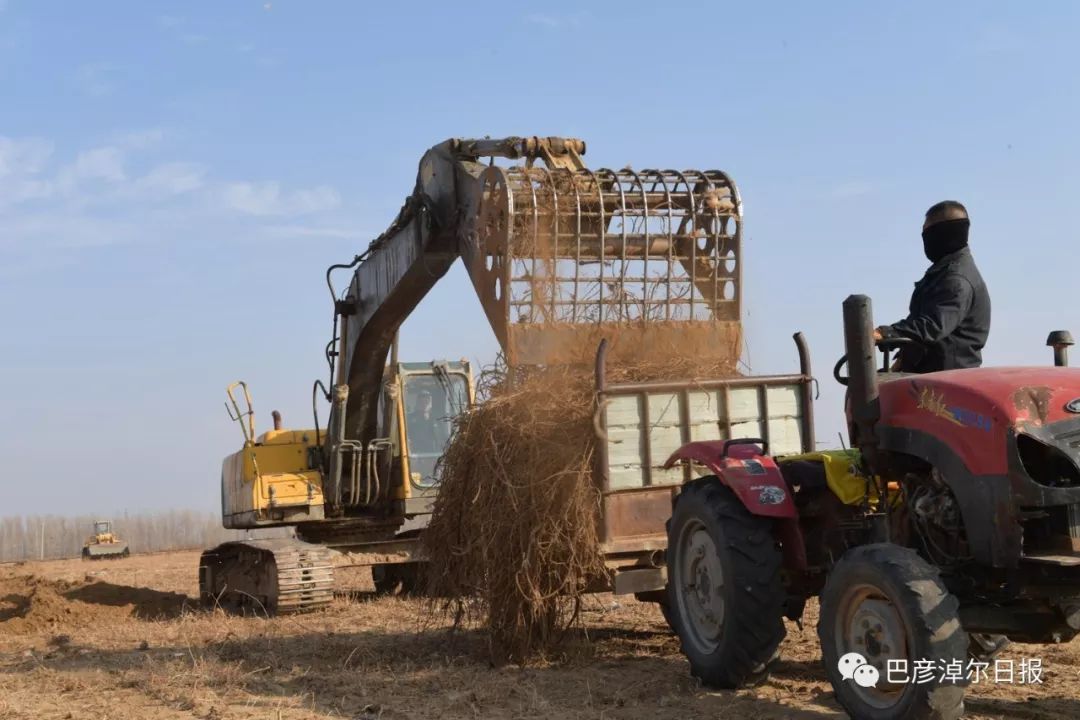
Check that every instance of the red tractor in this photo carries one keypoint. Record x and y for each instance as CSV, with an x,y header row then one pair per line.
x,y
968,533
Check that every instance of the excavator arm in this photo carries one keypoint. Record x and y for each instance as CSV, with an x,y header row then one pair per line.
x,y
561,256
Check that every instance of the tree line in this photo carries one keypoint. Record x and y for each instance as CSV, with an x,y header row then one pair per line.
x,y
52,537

========================================

Exercise requirements ▸
In all of the records, swap "keypoint" for "marker" and give the records again with nothing else changed. Leave the pictures out of your answer.

Answer in full ▸
Check that every instance of the red tractor in this photo carries one marker. Record x and y for each instance as CSV, with an x,y header row then one pair per line.
x,y
968,533
Check that every instance of the excavator arm in this photo carries one marker. Record x and y for each instance as CSV, with an x,y header row then one pair per line.
x,y
561,256
Check that every instance of the tree line in this photo carries one marker. Record x and y for each instance as CSV, with an x,y header row then one pair per line.
x,y
52,537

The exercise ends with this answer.